:: Ausgangstext

Als Bruce mit seiner Idee von einer neuen Band ernst machte, wechselten allerdings fast alle Musiker aus Williams Band zu ihm über. Im Falle von Van Zandt wundert das kaum, waren die beiden doch schon seit Langem eng befreundet. Aber dann zog es auch Gary Tallent in die Surfbrettfabrik und Sancious folgte ihm quasi auf dem Fuße. Williams blieb niedergeschlagen allein zurück und wunderte sich, was aus seiner Band geworden war. »Er hing in dieser Bar rum und grummelte immer wieder ›Motherfucker‹ vor sich hin«, so Tellone. »Wenn ihn jemand fragte, was er spiele, antwortete er standardmäßig: ›Die zweite Geige!‹« Tatsache war, dass nach Steel Mill alle wussten, welcher von beiden Bandleadern die besten Aussichten hatte, irgendwann zu den ganz Großen zu gehören. Als es also darum ging, neue Musiker anzuheuern, bekam Bruce im Winter 71 genau die, die er haben wollte.

West suchte per Anzeige in der Asbury Park Press nach Sängerinnen und Bläsern. Kurz darauf standen etliche Interessenten Schlange, unter ihnen auch eine junge Highschool-Schülerin aus Deal mit flammend rotem Haar, die sich bereits in ein paar Bars hereingemogelt hatte, um mit Bands aus der Region zu singen. Bruce und West fanden die junge Patti Scialfa durchaus talentiert, erteilten ihr letztendlich aber dennoch eine Absage mit der Begründung, dass sie noch etwas älter werden und vielleicht erst mal die Highschool abschließen solle, bevor sie mit ihnen auf Tour gehen könne.

::::
:: Angezeigte Einträge

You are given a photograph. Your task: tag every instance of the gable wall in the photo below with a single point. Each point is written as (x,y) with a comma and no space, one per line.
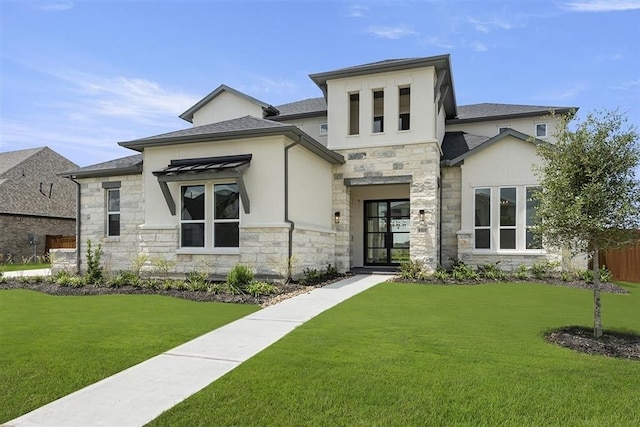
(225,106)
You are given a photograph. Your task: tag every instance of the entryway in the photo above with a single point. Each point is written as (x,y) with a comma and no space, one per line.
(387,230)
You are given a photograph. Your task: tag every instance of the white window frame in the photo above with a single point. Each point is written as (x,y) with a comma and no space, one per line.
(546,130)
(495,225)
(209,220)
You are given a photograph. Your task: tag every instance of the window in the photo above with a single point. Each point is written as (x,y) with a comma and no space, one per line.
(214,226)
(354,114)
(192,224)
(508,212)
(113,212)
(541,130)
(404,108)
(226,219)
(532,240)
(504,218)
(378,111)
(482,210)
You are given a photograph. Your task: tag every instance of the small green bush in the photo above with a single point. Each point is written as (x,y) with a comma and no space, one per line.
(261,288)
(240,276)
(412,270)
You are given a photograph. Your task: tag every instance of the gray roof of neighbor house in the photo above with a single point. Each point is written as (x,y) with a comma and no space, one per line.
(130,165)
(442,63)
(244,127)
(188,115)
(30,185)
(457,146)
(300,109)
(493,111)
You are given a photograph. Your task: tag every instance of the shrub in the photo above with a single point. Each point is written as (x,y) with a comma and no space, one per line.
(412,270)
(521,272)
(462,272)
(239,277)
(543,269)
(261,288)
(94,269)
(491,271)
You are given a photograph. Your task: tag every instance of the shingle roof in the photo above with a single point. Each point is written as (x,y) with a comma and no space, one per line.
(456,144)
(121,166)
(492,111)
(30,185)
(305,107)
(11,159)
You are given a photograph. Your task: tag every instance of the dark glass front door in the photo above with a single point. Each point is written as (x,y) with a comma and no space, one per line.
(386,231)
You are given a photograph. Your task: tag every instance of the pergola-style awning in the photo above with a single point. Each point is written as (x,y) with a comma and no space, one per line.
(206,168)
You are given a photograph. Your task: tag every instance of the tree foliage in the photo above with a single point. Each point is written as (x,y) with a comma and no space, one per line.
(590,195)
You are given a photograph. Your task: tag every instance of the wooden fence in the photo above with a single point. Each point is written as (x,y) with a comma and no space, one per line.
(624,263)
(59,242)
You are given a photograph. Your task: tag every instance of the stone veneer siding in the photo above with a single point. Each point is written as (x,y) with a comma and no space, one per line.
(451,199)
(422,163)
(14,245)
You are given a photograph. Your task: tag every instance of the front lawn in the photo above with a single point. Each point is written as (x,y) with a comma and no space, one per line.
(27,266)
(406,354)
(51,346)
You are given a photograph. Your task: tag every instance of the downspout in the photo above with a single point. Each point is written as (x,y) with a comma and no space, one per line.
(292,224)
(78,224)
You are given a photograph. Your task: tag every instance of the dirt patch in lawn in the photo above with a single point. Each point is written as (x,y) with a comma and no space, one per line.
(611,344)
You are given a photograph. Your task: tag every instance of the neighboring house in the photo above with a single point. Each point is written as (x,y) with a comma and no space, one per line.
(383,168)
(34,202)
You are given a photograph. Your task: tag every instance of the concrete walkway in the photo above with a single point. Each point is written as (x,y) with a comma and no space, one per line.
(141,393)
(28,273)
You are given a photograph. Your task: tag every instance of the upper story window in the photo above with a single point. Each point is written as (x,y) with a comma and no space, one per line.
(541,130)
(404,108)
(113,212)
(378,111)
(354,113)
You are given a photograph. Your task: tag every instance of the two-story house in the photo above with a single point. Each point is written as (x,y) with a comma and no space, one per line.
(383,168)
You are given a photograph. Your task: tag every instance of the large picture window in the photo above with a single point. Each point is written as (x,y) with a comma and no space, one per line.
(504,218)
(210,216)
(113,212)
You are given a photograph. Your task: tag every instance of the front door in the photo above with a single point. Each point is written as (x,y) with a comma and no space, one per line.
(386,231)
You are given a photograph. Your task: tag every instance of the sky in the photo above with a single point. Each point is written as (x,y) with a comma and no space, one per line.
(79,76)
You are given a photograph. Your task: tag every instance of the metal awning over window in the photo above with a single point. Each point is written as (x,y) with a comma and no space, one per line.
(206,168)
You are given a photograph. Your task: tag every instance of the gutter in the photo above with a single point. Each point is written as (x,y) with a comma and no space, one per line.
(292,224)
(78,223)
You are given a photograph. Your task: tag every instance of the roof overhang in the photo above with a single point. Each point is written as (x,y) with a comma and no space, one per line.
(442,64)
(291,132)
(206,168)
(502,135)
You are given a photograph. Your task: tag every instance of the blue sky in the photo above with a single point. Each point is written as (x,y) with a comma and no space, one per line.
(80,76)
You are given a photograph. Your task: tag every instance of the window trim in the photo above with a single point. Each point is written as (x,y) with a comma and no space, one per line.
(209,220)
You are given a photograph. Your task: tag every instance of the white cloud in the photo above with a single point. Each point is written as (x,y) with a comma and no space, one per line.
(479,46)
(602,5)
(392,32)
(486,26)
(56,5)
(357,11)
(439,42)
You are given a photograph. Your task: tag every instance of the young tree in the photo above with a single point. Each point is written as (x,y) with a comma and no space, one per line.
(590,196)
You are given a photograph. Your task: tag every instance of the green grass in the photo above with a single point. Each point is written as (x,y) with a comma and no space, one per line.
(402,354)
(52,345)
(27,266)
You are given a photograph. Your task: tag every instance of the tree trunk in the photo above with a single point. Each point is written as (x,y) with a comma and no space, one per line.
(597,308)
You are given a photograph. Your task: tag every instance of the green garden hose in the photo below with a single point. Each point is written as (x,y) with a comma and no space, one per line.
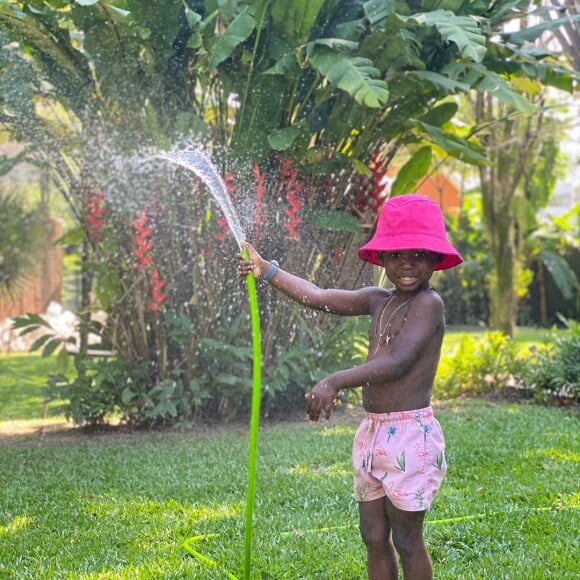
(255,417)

::::
:: Angezeigte Einträge

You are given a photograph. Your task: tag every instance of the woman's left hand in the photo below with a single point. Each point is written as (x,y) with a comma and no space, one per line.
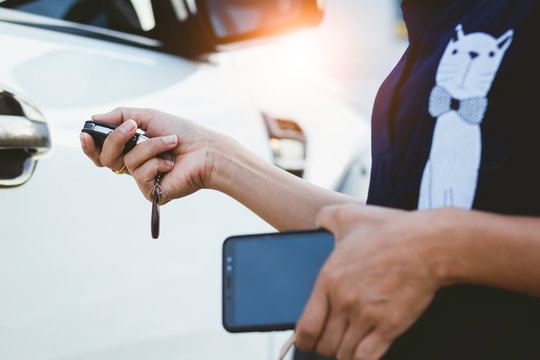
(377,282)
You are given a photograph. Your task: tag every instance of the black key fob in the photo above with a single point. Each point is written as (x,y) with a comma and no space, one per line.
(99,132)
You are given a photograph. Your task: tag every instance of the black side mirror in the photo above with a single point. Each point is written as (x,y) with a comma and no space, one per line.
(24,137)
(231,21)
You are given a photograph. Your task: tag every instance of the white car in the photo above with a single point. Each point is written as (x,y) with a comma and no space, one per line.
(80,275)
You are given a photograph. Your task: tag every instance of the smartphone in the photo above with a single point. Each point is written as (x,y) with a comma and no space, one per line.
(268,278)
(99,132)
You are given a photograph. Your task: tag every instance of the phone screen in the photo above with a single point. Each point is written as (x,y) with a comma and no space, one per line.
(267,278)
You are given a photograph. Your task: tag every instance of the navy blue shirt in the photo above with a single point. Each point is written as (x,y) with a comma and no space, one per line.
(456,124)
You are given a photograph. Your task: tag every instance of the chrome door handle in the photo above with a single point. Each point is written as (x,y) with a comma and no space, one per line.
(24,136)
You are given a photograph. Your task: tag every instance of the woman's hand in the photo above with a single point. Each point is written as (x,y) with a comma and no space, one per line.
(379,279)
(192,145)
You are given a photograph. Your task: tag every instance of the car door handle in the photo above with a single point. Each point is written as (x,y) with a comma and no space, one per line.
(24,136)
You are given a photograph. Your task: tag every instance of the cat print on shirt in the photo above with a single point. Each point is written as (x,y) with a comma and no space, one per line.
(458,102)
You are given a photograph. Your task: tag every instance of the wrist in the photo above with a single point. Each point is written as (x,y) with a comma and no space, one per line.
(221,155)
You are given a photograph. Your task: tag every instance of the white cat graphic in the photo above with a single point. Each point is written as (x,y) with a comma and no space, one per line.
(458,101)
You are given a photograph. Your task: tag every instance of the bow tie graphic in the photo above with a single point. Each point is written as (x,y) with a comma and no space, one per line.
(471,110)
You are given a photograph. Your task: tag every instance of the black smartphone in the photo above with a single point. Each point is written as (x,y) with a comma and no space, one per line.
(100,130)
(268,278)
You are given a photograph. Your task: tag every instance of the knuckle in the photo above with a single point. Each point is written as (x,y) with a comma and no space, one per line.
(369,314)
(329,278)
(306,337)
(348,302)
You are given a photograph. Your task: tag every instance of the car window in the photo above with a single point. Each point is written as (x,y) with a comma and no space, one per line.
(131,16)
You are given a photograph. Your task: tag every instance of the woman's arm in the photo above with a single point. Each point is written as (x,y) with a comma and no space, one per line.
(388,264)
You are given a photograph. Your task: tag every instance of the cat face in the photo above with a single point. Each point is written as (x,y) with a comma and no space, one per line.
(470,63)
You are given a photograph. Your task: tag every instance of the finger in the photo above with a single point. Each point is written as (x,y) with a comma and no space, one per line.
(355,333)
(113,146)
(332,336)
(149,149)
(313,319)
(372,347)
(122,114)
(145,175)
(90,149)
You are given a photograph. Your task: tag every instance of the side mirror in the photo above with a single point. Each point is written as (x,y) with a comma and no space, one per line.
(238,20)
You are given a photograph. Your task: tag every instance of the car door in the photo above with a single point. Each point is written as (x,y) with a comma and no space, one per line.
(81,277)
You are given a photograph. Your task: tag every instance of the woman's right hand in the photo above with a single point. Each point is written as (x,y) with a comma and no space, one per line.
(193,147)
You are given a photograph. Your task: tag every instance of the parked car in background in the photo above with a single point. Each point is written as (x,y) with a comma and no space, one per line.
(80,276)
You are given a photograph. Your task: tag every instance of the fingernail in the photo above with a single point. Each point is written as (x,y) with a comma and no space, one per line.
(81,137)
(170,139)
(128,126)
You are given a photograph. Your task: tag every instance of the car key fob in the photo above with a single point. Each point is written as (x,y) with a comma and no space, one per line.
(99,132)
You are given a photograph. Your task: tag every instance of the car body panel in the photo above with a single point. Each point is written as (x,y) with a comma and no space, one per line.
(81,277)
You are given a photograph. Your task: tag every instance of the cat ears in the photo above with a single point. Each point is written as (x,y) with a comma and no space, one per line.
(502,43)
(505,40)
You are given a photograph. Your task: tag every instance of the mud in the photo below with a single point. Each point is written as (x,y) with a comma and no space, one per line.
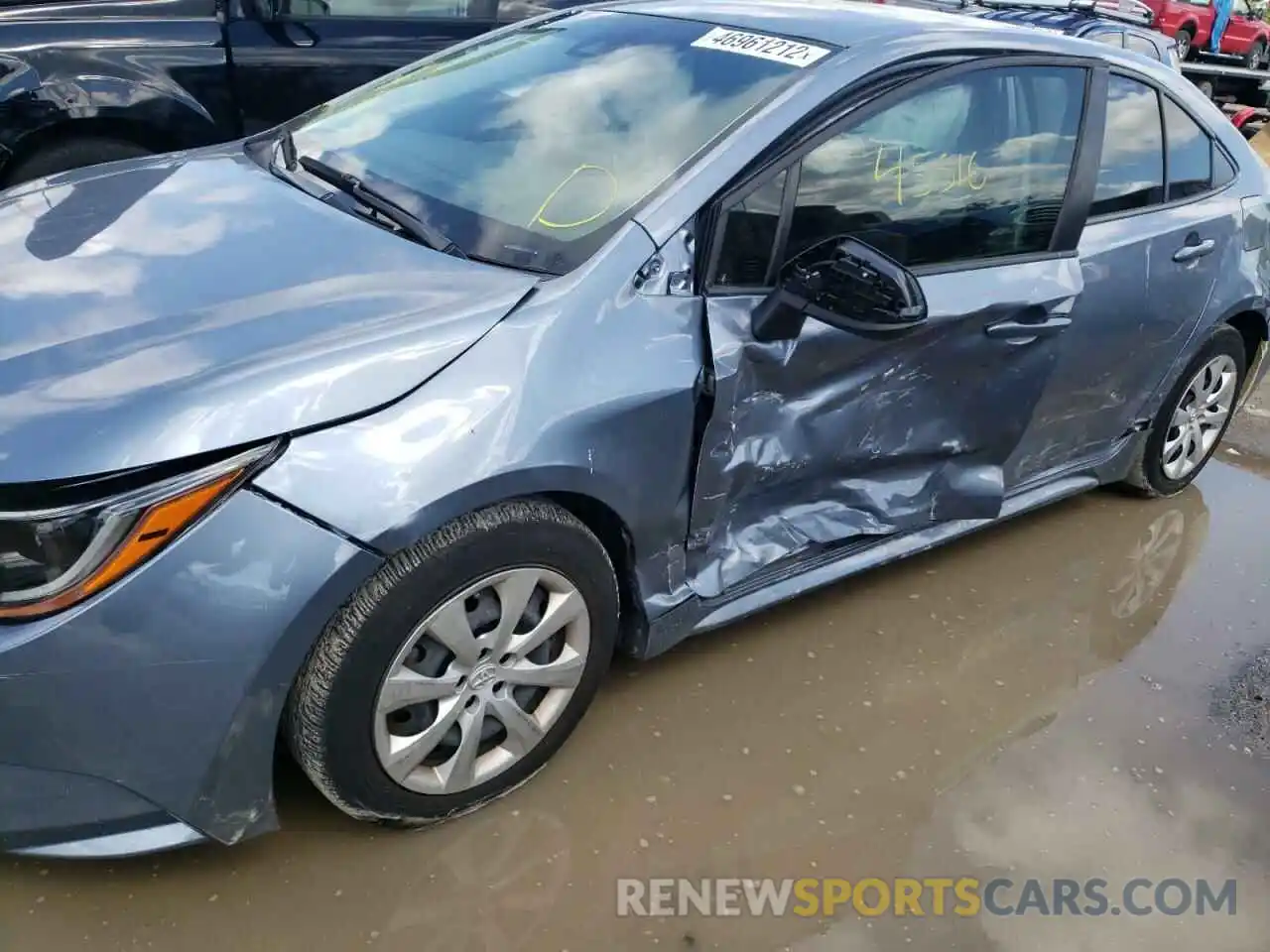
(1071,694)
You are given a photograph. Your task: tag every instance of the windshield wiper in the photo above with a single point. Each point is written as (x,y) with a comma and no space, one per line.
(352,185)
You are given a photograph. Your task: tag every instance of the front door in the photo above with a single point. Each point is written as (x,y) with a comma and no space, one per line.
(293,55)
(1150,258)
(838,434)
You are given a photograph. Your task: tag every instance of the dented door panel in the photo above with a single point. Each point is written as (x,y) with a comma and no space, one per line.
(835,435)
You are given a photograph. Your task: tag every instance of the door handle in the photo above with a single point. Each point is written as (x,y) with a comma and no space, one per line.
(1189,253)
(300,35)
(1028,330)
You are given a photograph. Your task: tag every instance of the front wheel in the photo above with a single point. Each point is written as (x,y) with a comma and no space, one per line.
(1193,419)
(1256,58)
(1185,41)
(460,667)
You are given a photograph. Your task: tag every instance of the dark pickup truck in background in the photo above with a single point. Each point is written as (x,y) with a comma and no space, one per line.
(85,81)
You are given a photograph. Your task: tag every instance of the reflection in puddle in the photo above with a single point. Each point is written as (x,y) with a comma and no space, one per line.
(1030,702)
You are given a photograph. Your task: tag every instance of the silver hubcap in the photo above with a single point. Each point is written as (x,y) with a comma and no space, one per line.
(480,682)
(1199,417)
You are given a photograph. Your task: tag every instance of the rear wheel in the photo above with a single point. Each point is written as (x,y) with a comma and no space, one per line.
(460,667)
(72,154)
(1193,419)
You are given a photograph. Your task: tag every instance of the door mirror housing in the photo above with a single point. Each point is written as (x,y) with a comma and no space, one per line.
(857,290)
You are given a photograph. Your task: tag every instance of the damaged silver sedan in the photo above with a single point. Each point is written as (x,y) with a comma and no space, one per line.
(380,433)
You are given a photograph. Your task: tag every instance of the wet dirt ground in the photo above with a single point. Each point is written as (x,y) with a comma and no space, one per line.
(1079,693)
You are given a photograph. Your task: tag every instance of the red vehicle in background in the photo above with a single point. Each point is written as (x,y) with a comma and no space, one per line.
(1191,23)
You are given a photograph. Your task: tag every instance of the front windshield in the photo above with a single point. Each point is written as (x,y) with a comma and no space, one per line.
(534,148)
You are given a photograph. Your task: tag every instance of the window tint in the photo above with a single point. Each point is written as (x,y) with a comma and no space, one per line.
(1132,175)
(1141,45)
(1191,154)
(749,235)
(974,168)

::::

Aufgabenstellung:
Beantworten Sie anhand des Ausgangstextes die folgenden Fragen:
1. Welche Antwort gab Williams laut Tellone standardmäßig, wenn man ihn fragte, was er spiele?
2. In welcher Zeitung suchte West per Anzeige nach Sängerinnen und Bläsern?
3. Aus welchem Ort kam die Highschool-Schülerin Patti Scialfa?

Lösung:
1. »Die zweite Geige!«
2. In der Asbury Park Press.
3. Aus Deal.